» Directions for this task
How many lines in the entries below contain the string "target", with case counting? Reply with only the number.

──────────────────────────────

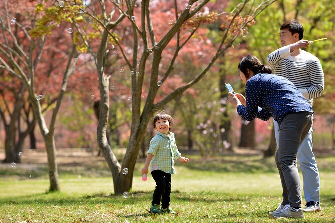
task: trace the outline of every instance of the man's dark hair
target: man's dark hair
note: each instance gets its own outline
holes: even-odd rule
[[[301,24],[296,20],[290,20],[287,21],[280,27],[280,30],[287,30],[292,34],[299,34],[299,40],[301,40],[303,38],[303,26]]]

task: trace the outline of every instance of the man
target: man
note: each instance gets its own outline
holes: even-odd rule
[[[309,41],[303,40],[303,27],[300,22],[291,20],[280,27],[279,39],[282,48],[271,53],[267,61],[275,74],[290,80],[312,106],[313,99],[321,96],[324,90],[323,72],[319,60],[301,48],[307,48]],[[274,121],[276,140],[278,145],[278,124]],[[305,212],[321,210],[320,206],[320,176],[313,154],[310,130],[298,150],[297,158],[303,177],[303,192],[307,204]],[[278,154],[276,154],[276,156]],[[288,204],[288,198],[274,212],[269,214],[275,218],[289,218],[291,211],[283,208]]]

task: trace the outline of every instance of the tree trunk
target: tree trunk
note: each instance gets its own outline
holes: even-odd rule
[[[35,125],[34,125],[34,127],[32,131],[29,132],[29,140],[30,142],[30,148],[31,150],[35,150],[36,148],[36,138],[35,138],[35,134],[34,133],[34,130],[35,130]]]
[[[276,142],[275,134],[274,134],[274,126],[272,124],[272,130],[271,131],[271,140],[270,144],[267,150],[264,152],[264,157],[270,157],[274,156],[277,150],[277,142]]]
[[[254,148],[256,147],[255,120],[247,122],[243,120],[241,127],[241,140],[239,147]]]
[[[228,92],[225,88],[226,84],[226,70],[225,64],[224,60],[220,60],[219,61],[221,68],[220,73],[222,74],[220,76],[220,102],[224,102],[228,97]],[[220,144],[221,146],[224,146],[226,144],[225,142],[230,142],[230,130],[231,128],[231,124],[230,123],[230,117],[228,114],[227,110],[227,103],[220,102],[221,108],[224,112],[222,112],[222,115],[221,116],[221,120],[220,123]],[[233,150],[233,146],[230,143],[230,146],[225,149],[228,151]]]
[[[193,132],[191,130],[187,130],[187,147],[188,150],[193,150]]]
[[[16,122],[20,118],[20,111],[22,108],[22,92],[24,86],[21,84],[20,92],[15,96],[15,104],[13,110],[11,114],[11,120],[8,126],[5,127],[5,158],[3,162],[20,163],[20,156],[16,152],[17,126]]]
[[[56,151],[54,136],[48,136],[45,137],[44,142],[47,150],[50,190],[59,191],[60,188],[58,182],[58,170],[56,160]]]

──────────────────────────────

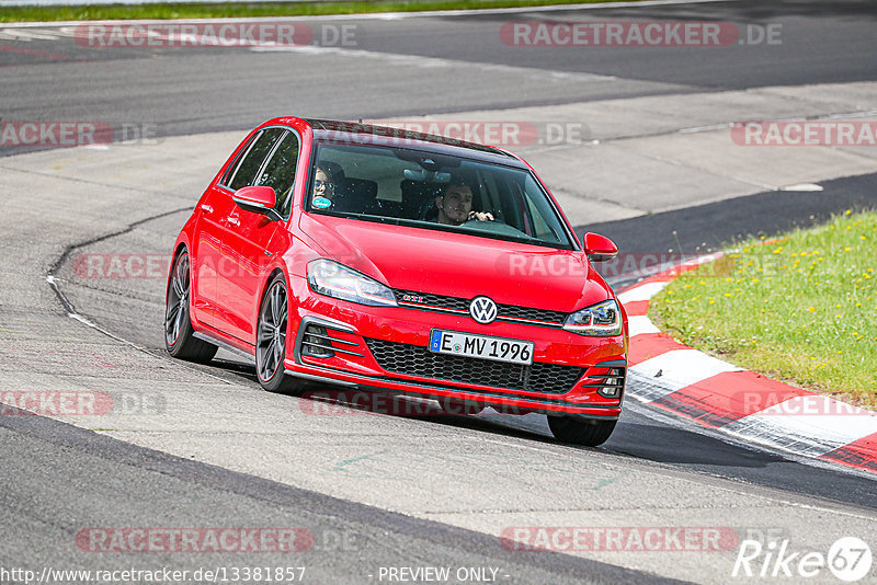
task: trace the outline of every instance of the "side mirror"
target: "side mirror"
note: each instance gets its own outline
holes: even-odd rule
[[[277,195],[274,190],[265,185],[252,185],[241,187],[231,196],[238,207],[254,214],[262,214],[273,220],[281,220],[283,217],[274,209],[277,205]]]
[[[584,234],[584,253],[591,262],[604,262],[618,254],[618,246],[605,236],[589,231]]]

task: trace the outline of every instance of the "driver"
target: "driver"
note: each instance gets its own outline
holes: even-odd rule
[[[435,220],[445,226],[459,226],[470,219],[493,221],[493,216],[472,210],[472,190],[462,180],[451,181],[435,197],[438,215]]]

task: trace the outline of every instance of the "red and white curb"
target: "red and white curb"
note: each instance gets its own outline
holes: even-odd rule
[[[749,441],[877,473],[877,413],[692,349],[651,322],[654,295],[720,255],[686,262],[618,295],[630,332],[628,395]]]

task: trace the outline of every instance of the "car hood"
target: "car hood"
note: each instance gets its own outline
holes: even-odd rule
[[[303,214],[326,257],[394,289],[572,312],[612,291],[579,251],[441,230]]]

──────────────────────────────

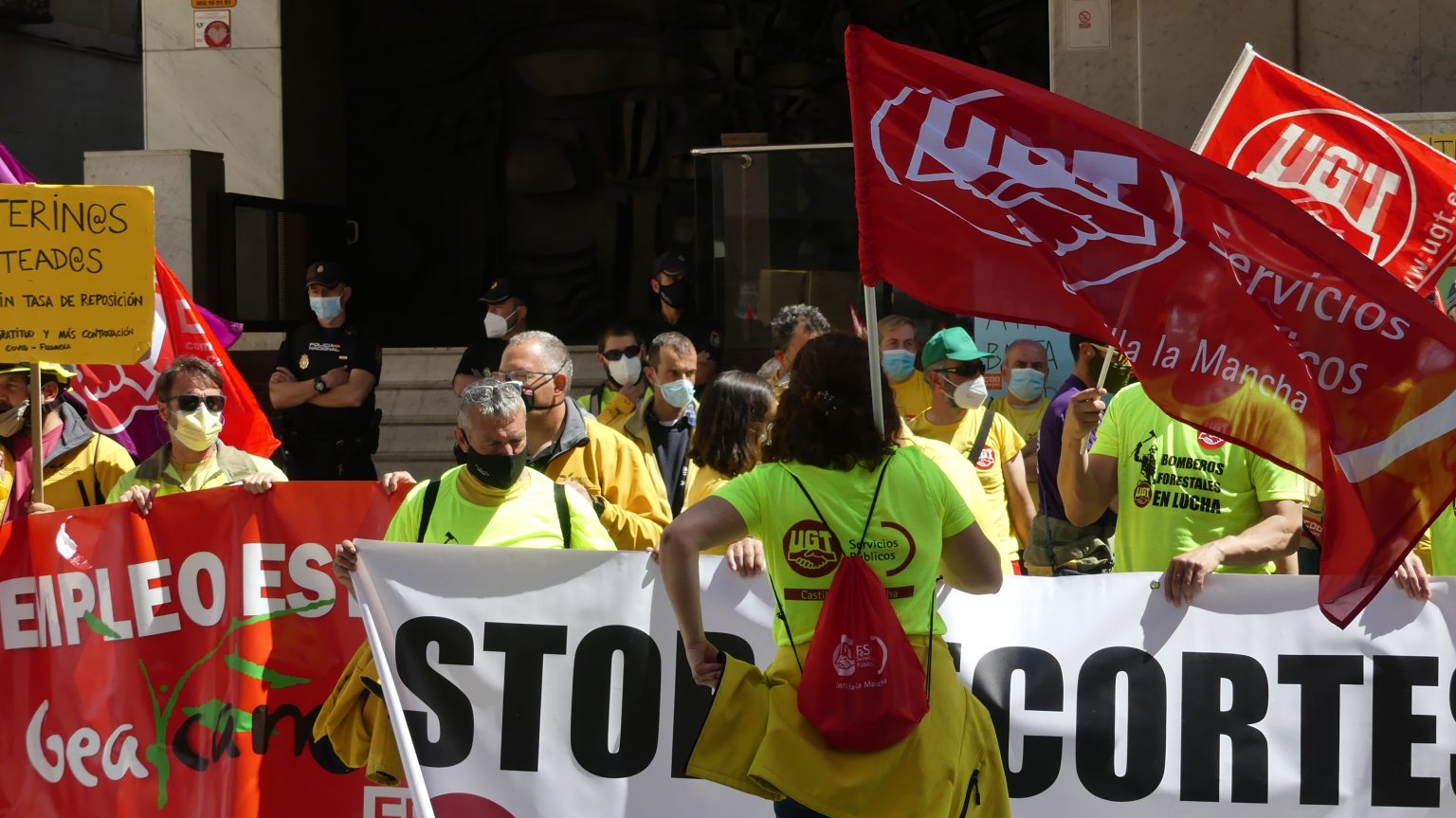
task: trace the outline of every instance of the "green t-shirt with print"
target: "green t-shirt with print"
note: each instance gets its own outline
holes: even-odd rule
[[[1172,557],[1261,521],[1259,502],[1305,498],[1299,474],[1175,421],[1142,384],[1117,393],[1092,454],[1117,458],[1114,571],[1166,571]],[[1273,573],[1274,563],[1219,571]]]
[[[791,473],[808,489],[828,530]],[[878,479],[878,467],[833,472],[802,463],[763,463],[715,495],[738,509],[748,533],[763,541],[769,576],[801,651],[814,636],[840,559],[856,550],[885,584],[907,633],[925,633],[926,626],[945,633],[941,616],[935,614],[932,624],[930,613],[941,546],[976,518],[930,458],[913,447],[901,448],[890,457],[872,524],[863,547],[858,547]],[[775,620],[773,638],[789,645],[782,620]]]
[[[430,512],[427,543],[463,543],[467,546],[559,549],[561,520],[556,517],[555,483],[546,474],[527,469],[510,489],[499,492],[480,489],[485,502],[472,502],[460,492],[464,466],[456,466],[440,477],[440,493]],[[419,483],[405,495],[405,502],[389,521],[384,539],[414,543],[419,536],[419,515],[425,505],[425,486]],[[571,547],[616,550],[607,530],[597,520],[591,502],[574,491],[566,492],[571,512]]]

──────────────────────────────

» Exercise output
8